+++ The input

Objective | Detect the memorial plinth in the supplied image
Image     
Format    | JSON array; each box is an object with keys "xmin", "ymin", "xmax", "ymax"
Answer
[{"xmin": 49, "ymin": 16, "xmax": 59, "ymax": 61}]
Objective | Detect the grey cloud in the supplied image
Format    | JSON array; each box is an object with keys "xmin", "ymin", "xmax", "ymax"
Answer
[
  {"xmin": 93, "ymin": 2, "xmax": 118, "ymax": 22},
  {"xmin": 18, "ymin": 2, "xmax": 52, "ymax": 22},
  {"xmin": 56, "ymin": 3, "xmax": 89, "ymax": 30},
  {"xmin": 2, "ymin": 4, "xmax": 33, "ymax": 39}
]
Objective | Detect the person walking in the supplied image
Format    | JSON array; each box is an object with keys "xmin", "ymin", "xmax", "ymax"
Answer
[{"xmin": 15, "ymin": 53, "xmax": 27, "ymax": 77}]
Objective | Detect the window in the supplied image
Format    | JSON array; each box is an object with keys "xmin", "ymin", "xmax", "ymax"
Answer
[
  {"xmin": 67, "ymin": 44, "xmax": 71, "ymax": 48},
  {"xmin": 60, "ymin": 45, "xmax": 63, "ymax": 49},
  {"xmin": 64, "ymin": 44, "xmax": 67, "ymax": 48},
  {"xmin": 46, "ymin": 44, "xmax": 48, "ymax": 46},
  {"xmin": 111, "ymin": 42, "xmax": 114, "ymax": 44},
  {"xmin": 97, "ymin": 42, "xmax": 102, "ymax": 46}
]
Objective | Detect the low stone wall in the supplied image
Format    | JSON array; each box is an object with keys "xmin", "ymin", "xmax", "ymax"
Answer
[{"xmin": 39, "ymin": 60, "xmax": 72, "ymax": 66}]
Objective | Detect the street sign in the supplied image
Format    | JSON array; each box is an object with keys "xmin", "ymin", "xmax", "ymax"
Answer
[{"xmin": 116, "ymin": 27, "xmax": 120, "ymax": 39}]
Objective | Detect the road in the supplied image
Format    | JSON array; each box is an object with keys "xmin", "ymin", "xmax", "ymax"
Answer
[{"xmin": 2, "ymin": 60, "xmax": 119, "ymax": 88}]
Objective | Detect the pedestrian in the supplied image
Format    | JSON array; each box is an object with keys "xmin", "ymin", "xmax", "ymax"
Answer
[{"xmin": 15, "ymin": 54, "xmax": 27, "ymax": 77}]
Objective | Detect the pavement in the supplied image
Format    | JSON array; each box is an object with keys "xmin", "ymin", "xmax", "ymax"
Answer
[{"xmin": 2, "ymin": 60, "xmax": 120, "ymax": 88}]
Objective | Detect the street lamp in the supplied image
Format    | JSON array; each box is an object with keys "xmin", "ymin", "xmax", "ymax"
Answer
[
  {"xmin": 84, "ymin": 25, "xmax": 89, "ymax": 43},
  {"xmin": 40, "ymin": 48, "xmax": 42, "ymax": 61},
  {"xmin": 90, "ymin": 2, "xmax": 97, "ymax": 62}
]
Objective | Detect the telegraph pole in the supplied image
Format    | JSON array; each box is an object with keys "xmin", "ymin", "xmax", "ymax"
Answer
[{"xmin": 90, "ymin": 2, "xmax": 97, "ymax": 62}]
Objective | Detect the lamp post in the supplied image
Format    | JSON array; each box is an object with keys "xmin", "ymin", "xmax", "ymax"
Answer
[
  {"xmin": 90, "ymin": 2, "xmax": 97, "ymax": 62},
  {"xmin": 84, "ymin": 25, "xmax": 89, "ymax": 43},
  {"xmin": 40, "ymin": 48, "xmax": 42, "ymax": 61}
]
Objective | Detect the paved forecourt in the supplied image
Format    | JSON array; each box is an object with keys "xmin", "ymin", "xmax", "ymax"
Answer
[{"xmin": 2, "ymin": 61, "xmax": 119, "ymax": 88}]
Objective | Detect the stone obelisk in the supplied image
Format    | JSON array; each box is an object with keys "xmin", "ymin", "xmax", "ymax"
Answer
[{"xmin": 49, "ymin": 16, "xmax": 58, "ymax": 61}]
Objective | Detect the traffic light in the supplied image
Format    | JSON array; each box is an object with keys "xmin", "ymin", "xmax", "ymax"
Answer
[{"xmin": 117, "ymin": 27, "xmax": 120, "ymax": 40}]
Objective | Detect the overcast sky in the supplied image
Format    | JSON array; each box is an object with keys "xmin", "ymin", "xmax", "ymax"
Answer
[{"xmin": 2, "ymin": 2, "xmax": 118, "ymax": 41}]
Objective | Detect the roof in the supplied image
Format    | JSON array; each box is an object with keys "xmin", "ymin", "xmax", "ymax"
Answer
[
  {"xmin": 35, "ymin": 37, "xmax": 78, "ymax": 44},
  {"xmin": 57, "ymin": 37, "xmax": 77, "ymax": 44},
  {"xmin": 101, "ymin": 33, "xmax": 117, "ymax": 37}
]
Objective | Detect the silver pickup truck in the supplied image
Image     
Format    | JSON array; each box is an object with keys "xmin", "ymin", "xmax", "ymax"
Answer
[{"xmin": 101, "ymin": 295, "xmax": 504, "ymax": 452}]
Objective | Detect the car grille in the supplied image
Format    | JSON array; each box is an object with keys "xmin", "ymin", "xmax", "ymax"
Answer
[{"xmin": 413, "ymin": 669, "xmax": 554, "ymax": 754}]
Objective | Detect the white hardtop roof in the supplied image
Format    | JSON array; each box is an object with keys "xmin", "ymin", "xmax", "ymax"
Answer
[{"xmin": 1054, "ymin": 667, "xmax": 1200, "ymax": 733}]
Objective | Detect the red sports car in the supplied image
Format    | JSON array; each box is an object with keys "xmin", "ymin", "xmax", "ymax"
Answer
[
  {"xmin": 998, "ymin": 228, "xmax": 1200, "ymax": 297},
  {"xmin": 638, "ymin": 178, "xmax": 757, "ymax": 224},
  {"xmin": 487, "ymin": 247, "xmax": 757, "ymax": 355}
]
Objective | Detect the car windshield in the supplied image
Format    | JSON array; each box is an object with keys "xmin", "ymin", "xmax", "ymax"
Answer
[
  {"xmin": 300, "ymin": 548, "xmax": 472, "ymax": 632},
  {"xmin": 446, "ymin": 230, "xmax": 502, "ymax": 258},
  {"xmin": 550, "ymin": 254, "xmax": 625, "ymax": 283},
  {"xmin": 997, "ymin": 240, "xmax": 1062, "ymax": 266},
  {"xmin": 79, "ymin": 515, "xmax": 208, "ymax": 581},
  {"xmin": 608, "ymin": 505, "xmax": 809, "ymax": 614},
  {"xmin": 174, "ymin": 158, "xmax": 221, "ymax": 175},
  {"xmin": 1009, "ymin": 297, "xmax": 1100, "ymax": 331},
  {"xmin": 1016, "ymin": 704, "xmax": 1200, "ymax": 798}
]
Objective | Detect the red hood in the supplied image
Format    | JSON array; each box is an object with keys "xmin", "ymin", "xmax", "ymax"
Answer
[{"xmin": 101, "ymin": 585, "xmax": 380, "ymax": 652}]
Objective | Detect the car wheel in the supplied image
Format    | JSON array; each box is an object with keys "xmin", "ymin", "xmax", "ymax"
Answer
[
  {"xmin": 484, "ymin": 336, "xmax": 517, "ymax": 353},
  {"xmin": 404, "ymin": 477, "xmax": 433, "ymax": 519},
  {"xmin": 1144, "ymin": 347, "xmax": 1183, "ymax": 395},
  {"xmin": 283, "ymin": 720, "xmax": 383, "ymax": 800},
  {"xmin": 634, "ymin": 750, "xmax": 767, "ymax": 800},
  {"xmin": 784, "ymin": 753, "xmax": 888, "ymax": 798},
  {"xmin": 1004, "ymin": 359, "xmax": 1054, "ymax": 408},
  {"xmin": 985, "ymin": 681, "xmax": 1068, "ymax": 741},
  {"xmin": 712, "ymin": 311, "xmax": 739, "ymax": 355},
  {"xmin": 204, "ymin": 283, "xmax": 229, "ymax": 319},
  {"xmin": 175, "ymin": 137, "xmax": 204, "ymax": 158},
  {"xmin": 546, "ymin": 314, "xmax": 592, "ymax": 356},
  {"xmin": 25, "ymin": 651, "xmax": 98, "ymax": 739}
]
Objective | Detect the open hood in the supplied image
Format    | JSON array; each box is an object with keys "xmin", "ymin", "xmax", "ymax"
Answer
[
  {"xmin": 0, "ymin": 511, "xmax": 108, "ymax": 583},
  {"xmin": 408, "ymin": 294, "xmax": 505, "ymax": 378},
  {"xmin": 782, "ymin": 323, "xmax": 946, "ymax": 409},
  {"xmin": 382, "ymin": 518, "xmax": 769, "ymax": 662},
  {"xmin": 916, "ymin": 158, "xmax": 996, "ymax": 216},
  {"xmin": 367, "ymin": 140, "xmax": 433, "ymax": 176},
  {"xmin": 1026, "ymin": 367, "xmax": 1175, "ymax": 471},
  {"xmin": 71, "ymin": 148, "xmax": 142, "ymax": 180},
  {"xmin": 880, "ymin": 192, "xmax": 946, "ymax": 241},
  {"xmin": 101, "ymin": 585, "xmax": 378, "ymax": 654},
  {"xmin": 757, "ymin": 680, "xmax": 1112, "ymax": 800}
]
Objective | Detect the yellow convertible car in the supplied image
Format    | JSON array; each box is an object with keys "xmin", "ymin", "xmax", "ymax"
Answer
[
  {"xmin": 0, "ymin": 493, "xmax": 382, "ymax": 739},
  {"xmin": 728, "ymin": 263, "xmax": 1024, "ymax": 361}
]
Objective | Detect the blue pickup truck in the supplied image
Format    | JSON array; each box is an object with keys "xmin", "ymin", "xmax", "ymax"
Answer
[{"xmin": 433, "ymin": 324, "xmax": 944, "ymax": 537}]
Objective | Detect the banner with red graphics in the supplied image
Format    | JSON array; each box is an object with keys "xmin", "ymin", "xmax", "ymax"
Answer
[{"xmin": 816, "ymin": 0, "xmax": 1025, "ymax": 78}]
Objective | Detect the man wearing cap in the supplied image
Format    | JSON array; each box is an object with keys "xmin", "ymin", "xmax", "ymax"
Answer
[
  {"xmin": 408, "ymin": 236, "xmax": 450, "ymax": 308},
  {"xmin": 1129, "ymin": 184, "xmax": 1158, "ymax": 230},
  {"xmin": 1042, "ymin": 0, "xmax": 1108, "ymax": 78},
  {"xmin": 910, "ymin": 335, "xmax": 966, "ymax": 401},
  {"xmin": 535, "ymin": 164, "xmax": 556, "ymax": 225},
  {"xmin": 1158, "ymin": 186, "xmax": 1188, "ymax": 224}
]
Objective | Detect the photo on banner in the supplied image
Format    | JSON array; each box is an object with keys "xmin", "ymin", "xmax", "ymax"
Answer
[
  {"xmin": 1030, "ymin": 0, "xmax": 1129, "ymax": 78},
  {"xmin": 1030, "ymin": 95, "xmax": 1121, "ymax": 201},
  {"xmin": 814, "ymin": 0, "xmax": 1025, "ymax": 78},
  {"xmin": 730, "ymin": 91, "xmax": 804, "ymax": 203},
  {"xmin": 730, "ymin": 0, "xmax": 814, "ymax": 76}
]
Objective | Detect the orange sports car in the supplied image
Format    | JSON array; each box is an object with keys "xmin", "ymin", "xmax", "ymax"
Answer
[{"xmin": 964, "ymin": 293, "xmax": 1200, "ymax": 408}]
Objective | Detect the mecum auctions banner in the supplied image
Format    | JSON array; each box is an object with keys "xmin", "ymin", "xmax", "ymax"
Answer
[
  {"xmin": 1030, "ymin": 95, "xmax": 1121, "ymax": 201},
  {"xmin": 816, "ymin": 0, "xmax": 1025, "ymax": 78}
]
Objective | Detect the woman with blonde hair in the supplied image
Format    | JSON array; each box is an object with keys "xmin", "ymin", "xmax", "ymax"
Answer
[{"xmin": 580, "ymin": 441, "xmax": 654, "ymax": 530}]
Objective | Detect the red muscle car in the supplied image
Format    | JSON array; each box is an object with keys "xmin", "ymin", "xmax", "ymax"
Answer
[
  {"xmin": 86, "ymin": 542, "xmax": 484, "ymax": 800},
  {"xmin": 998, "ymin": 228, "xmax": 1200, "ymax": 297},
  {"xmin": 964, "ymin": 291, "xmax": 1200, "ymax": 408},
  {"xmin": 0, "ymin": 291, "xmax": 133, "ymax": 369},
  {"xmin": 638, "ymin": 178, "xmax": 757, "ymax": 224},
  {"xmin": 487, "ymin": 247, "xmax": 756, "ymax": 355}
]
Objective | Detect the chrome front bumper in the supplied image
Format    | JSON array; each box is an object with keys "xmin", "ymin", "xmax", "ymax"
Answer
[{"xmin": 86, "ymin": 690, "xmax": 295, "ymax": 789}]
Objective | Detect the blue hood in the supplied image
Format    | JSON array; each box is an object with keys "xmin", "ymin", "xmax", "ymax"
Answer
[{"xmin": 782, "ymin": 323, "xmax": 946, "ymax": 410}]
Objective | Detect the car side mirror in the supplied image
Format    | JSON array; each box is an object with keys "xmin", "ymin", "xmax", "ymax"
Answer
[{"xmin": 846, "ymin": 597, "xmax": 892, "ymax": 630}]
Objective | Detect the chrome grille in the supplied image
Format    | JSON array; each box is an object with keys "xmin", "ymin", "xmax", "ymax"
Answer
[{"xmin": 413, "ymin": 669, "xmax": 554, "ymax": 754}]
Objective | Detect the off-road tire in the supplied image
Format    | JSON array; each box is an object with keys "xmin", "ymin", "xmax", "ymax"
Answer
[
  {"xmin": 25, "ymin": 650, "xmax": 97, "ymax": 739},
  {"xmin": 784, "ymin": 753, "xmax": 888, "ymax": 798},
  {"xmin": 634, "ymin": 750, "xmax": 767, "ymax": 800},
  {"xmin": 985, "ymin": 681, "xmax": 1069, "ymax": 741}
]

++++++

Written task> Tally the lines in the data above that contain the string "stone", counting only exact case matches, and reply with the number alone.

Task solution> 2